BEGIN Document passage

I’ll get to what the coronavirus means for your money in a second.
But first, here are a couple of disturbing things that I think are very important for you to know. Anthony Fauci, the immunologist who has been head of the National Institute of Allergy and Infectious Diseases since 1984, testified before Congress yesterday that things are going to get worse. I’ve been talking on and off with Fauci for years. He is a man of the highest caliber, intelligence and integrity, and when he says something you can-and should-believe him. Period.
So how much worse could it get? One possible scenario comes from Brian Monahan, the attending physician of Congress and the U.S. Supreme Court-who told Congressional staffers this week that he expects 75 to 150 million Americans to contract coronavirus.
If you were to apply the death rate that South Korea has reported from the virus – 0.6% – to that, it implies 450,000 to 900,000 deaths in the United States before this is all over.
But the World Health Organization – which Wednesday classified coronavirus as a pandemic – estimates the global death rate at a far higher 3.4%. Unthinkable and stunning as it may be, calculate 3.4% of 75 or 150 million – and, you get a disaster of human proportions the likes of which this country has never seen.
These are dangerous and frightening scenarios, and we must be deadly serious about what may lie ahead.
I’m not finger pointing at anyone or anything. We’re all in this together and only by working together – can we please stop squabbling about every single thing? – we can minimize the coming and inevitable damage. Take this seriously. Avoid crowds. Wash your hands frequently – including your fingertips – and consult your doctor if you feel the need.
Perhaps this makes the next topic – money – a bit less disturbing to discuss. Even so, the coronavirus crisis has already inflicted deep financial pain. Stocks are down more than 20%-the bear market I warned about in late January has arrived. Everyone’s losing money, and the danger for older Americans is that there’s less time to recover from a major selloff.
Read: Retiree warning: History suggests we’re overdue for a bear market
What to do?
As usual, keep calm. Much depends on your age, investment expectations, tolerance for risk and so forth. If you’re still working, you may have to work longer. If you’re out of the workforce, you may have to go back, at lest part time, to generate some cash. As usual, I always advise you to discuss this with a trusted financial adviser, and it you’re not working with one now, it’s a good time to start.
Meantime, the Federal Reserve has cut interest rates in a bid to prop up the economy, which many analysts now say is about to plunge into a recession. Consumer spending is two-thirds of the U.S. economy, but I’m not sure how slashing the fed-funds rate is going to sell airline tickets, book cruises or get people to eat out. I do know this, however: It’s going to mean less monthly income for retirees whose investments are tied to rates. And there’s talk among policy makers, including President Trump, that rates need go even lower.

END Document passage
BEGIN Extracted entries

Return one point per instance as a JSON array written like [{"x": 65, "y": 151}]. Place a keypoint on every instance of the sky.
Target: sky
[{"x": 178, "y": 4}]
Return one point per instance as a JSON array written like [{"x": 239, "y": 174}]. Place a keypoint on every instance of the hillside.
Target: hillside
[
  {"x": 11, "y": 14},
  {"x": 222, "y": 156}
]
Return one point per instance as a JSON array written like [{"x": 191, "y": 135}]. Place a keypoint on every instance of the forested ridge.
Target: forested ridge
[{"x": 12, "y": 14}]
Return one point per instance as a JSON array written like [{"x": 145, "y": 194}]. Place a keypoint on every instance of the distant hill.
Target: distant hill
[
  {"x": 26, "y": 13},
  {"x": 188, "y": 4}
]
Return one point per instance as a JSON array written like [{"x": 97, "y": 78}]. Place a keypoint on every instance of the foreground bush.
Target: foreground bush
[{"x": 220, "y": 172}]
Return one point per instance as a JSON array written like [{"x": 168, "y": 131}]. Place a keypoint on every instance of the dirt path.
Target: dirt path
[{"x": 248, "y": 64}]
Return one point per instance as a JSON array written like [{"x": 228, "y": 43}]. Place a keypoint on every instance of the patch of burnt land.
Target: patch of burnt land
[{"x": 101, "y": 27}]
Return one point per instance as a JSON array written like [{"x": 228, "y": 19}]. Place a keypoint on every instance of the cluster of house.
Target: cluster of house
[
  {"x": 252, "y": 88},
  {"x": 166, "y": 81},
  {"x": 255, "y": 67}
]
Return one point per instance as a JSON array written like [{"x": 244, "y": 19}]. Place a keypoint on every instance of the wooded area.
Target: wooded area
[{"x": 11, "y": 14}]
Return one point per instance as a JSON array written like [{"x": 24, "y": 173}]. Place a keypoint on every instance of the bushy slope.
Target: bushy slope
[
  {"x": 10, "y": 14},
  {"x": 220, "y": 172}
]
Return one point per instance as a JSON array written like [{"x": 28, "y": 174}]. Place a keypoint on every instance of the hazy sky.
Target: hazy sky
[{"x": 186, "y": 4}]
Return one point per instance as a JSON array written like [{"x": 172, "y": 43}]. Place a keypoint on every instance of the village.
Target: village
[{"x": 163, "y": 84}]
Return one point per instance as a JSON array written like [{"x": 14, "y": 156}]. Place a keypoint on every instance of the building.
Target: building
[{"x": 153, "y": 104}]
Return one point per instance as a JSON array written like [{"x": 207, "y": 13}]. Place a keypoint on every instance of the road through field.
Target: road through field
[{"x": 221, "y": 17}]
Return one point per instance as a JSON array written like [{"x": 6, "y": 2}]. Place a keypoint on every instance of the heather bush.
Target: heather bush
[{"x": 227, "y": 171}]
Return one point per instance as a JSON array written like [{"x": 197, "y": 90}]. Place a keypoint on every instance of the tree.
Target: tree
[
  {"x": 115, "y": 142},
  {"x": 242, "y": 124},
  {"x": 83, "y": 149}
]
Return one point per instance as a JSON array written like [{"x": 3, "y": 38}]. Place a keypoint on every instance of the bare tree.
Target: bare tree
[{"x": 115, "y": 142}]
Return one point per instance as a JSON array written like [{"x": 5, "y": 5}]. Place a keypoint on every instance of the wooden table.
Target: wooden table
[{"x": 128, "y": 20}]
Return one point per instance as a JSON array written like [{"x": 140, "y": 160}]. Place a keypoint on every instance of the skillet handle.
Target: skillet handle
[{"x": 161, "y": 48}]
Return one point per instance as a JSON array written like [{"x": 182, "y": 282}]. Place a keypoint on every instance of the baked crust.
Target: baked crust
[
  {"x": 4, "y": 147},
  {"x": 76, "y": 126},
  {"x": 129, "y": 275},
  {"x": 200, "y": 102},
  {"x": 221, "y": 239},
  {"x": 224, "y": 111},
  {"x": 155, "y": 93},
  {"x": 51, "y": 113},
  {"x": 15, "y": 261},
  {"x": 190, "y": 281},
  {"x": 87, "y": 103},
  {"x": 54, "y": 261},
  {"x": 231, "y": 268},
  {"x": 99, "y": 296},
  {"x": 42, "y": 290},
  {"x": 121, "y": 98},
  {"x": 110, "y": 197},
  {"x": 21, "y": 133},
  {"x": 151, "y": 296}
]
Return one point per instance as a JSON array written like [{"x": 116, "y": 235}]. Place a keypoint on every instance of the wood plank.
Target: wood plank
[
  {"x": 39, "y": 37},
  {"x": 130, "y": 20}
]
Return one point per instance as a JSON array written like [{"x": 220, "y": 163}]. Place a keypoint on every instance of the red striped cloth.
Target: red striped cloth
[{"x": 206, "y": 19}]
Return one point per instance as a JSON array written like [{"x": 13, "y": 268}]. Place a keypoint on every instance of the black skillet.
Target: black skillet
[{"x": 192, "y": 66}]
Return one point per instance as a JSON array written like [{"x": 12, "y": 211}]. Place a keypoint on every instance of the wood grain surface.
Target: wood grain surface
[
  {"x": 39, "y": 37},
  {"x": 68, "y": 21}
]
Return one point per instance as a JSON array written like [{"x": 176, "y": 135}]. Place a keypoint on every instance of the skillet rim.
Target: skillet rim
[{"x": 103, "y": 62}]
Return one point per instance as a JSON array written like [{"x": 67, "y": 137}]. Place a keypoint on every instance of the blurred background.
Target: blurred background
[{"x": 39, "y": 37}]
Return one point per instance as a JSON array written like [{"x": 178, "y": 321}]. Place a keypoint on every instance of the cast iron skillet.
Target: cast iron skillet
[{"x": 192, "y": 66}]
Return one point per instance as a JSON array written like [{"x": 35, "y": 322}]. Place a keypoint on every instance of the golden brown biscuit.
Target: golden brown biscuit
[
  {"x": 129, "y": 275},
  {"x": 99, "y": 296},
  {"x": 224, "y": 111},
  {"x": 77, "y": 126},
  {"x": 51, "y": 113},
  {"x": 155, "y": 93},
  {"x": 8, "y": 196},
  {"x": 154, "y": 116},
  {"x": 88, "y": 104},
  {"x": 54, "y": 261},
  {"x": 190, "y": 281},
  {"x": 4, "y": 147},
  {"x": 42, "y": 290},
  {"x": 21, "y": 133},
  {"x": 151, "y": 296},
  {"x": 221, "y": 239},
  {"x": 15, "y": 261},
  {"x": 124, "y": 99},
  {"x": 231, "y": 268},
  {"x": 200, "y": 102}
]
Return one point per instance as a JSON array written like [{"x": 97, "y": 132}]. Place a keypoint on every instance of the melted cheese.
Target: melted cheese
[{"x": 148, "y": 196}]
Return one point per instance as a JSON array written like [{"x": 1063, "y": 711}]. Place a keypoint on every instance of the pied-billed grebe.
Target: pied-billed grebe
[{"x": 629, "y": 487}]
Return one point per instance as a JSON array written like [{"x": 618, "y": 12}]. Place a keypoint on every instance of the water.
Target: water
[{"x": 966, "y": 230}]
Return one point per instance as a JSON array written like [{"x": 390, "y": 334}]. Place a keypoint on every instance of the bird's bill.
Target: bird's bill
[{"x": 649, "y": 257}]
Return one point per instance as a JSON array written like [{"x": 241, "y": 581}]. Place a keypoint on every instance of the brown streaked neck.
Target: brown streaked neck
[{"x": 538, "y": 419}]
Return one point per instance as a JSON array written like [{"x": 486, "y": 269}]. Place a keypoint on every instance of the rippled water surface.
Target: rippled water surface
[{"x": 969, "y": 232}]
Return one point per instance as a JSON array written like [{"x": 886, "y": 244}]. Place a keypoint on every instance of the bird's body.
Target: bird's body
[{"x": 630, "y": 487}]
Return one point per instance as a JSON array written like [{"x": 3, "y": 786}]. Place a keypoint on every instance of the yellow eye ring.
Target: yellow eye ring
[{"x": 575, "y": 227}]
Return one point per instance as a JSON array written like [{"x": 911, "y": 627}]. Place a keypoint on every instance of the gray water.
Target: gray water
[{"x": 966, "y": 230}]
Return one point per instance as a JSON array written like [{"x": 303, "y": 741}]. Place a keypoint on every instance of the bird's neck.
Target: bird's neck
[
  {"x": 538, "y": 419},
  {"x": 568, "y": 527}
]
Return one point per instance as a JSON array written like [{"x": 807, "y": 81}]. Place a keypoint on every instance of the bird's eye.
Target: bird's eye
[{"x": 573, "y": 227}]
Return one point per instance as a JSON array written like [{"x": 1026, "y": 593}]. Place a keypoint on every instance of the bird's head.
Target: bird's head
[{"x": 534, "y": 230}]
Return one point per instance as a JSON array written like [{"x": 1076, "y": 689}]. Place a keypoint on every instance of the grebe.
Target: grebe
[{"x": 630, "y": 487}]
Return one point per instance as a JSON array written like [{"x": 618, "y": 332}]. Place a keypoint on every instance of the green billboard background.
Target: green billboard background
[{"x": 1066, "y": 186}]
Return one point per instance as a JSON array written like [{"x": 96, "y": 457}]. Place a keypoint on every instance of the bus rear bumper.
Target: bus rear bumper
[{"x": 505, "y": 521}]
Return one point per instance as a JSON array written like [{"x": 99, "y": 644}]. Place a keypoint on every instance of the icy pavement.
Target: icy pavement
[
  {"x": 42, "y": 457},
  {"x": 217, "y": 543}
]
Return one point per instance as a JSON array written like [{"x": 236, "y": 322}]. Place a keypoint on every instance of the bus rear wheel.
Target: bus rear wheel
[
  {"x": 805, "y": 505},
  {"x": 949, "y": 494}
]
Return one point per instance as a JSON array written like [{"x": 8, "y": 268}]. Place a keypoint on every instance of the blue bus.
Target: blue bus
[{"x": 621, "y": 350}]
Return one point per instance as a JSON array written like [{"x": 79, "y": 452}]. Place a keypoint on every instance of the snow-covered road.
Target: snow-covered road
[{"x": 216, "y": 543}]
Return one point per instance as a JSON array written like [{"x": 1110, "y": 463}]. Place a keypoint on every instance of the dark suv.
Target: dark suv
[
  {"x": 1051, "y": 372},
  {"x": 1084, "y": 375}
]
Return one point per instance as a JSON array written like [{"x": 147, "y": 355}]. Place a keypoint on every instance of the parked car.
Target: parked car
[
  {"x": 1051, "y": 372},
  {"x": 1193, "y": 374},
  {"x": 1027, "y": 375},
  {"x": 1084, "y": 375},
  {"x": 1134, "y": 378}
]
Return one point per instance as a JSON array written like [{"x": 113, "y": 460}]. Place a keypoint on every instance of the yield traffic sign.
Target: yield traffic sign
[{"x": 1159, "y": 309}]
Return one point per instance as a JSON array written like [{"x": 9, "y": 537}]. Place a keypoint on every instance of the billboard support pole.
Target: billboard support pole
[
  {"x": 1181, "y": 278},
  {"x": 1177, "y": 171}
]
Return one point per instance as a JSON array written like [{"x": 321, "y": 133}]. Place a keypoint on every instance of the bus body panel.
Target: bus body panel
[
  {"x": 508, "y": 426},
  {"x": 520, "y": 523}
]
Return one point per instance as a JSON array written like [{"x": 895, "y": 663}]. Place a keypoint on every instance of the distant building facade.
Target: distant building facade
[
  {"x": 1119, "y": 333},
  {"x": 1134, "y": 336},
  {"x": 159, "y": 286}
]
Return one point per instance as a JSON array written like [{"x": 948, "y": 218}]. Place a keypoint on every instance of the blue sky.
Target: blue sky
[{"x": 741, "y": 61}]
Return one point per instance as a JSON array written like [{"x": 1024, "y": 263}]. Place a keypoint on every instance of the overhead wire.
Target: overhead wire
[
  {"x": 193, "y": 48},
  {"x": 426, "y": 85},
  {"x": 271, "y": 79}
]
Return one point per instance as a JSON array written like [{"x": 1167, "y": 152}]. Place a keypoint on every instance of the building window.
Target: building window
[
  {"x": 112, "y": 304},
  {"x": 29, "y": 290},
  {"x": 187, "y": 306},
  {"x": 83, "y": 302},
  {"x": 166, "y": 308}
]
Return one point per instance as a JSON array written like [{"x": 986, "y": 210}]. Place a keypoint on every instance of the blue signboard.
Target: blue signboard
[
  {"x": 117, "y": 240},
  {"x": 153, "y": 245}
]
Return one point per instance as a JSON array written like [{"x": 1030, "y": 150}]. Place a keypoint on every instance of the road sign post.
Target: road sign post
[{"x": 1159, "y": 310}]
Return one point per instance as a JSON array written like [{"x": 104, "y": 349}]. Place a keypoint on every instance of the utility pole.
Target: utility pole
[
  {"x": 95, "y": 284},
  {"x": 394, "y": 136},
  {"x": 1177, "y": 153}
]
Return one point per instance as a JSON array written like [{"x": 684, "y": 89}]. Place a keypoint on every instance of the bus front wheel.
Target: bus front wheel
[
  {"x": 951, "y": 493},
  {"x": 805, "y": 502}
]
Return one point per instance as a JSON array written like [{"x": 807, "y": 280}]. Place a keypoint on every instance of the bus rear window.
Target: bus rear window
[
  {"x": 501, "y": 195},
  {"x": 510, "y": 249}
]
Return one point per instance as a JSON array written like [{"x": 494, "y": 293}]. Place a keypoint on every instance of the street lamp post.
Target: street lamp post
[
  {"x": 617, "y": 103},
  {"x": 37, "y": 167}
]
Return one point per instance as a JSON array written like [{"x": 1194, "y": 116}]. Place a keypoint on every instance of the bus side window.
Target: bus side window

END Extracted entries

- **Set of tasks**:
1 - From the coronavirus article above the data, set down the passage starting with "I’m not finger" and going on through "What to do?".
2 - Decide whether each statement agrees with the coronavirus article, and back each yes or no with the deciding words of the article quoted exactly. (a) Anthony Fauci has led the National Institute of Allergy and Infectious Diseases since 1984. (b) The World Health Organization's estimate of the global death rate is lower than the rate South Korea has reported. (c) The Federal Reserve has raised interest rates.

- **Answers by item**:
1 -
I’m not finger pointing at anyone or anything. We’re all in this together and only by working together – can we please stop squabbling about every single thing? – we can minimize the coming and inevitable damage. Take this seriously. Avoid crowds. Wash your hands frequently – including your fingertips – and consult your doctor if you feel the need.
Perhaps this makes the next topic – money – a bit less disturbing to discuss. Even so, the coronavirus crisis has already inflicted deep financial pain. Stocks are down more than 20%-the bear market I warned about in late January has arrived. Everyone’s losing money, and the danger for older Americans is that there’s less time to recover from a major selloff.
Read: Retiree warning: History suggests we’re overdue for a bear market
What to do?

2 -
(a) Yes: "head of the National Institute of Allergy and Infectious Diseases since 1984"
(b) No: "estimates the global death rate at a far higher 3.4%"
(c) No: "the Federal Reserve has cut interest rates"